#### SHORT EXERCISE:
Transcribe the records below without any change, starting at the beginning and going through the line that contains "<point>435,109</point>".
* Start RECORD EXTRACTS *
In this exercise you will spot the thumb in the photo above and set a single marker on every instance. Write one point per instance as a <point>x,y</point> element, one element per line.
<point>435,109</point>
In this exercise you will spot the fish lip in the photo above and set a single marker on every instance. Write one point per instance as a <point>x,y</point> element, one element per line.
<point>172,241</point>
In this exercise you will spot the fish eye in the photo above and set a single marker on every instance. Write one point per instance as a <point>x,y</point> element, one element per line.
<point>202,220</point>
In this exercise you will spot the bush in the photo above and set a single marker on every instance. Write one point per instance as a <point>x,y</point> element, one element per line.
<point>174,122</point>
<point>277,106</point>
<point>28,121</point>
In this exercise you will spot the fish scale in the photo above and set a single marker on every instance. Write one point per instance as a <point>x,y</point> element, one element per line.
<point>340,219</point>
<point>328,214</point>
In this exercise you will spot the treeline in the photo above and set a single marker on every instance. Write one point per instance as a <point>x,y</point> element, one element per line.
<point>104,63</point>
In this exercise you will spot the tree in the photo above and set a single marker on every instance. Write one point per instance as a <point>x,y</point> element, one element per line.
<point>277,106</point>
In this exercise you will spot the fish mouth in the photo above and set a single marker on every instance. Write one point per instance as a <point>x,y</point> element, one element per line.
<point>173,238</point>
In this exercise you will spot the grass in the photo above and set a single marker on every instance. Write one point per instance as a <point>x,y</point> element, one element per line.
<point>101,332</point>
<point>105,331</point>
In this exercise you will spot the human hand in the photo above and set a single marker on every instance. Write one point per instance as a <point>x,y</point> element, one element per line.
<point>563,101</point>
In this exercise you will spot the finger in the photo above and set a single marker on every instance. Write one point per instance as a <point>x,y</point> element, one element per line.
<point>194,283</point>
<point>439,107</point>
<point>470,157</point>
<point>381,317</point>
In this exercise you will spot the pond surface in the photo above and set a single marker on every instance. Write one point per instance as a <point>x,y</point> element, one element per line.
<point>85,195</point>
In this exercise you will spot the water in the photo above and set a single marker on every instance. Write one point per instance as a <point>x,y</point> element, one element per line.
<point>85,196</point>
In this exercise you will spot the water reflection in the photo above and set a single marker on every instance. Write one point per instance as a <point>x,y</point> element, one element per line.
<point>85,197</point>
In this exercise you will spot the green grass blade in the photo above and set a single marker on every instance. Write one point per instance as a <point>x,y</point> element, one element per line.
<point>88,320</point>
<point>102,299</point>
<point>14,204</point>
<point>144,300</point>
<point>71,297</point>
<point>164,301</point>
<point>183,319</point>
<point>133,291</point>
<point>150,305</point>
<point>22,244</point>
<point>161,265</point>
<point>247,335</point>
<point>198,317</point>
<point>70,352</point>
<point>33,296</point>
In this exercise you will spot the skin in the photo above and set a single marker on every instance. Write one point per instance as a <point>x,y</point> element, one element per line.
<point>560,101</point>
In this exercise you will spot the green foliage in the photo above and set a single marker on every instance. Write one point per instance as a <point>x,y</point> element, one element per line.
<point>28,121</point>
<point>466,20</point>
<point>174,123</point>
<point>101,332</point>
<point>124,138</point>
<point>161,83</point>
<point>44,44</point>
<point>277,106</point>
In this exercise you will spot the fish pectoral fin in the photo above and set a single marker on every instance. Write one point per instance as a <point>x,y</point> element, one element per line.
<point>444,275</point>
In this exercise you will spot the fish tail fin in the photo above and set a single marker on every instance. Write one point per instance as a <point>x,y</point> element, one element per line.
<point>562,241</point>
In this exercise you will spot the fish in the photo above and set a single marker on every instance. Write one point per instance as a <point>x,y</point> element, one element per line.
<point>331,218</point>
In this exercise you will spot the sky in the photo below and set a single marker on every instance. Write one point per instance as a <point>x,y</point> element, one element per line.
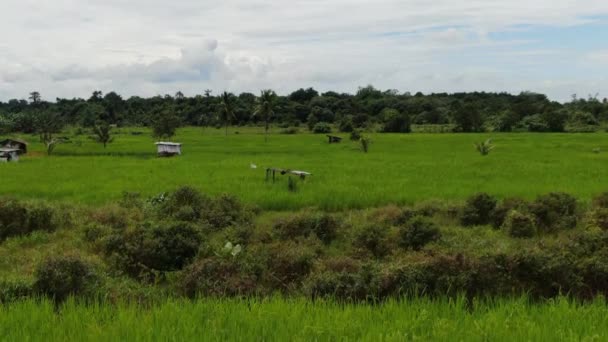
<point>69,48</point>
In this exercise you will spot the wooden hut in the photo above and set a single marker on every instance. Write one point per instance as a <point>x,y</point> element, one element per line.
<point>168,149</point>
<point>17,144</point>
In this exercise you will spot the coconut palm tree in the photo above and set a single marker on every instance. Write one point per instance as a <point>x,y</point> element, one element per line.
<point>226,109</point>
<point>264,109</point>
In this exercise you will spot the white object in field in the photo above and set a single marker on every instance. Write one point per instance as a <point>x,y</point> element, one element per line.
<point>168,148</point>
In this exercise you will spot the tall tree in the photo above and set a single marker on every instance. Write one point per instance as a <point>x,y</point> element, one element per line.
<point>265,109</point>
<point>226,109</point>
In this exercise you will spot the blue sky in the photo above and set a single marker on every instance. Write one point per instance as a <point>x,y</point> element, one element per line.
<point>68,48</point>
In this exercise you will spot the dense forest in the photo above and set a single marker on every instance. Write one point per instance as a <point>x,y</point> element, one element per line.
<point>389,110</point>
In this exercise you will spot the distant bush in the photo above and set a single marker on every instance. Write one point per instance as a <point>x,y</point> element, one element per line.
<point>599,218</point>
<point>555,211</point>
<point>478,209</point>
<point>21,218</point>
<point>519,225</point>
<point>601,200</point>
<point>145,250</point>
<point>373,238</point>
<point>418,232</point>
<point>219,276</point>
<point>500,212</point>
<point>323,225</point>
<point>321,127</point>
<point>62,276</point>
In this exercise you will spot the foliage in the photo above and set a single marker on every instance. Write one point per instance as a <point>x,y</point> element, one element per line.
<point>477,210</point>
<point>321,127</point>
<point>519,225</point>
<point>418,232</point>
<point>62,276</point>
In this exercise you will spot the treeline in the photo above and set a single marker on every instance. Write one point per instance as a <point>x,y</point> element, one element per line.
<point>389,110</point>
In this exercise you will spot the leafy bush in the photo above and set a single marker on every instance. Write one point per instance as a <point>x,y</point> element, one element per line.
<point>321,127</point>
<point>218,276</point>
<point>418,232</point>
<point>555,211</point>
<point>61,276</point>
<point>601,200</point>
<point>599,218</point>
<point>500,212</point>
<point>145,250</point>
<point>373,238</point>
<point>520,225</point>
<point>323,225</point>
<point>478,210</point>
<point>20,218</point>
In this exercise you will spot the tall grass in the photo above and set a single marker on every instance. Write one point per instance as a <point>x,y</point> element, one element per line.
<point>297,320</point>
<point>399,168</point>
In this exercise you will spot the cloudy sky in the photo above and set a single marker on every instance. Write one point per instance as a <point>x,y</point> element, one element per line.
<point>68,48</point>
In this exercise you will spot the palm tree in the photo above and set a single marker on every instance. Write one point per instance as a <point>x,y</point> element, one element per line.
<point>226,109</point>
<point>264,109</point>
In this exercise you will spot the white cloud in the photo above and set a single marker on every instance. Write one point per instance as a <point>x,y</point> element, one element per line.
<point>71,47</point>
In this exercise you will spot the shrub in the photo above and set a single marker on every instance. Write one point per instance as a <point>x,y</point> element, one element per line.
<point>599,218</point>
<point>289,263</point>
<point>373,238</point>
<point>224,211</point>
<point>555,211</point>
<point>143,250</point>
<point>601,200</point>
<point>61,276</point>
<point>478,209</point>
<point>418,232</point>
<point>519,225</point>
<point>500,212</point>
<point>321,127</point>
<point>323,225</point>
<point>20,218</point>
<point>217,276</point>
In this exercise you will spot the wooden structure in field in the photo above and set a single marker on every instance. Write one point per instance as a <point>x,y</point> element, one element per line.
<point>272,171</point>
<point>19,145</point>
<point>168,149</point>
<point>334,139</point>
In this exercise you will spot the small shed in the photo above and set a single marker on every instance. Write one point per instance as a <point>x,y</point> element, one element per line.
<point>9,155</point>
<point>168,149</point>
<point>17,144</point>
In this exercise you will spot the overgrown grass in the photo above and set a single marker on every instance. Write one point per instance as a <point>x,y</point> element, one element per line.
<point>279,319</point>
<point>400,168</point>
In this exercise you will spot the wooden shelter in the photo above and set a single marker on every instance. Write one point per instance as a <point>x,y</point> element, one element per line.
<point>17,144</point>
<point>9,155</point>
<point>334,139</point>
<point>168,149</point>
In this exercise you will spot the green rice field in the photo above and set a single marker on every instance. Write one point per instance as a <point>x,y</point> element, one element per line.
<point>399,168</point>
<point>301,320</point>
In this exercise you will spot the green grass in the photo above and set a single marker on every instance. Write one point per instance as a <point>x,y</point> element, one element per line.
<point>400,168</point>
<point>300,320</point>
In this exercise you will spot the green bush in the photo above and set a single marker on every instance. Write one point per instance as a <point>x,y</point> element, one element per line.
<point>323,225</point>
<point>20,218</point>
<point>599,218</point>
<point>373,238</point>
<point>321,127</point>
<point>219,276</point>
<point>519,225</point>
<point>500,212</point>
<point>478,209</point>
<point>62,276</point>
<point>418,232</point>
<point>144,250</point>
<point>555,211</point>
<point>601,200</point>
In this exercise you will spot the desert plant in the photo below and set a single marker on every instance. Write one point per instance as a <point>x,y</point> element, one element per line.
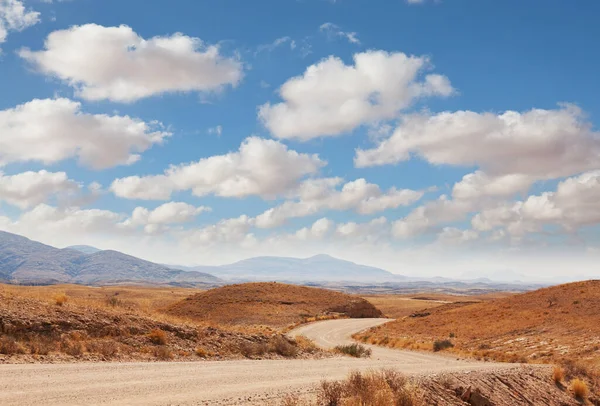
* End RECORD EXTRACTS *
#### SOLUTION:
In this exercise you will spot the thumb in the photo above and set a single marker on every instance. Write one point per instance as a <point>x,y</point> element, one element per line.
<point>435,109</point>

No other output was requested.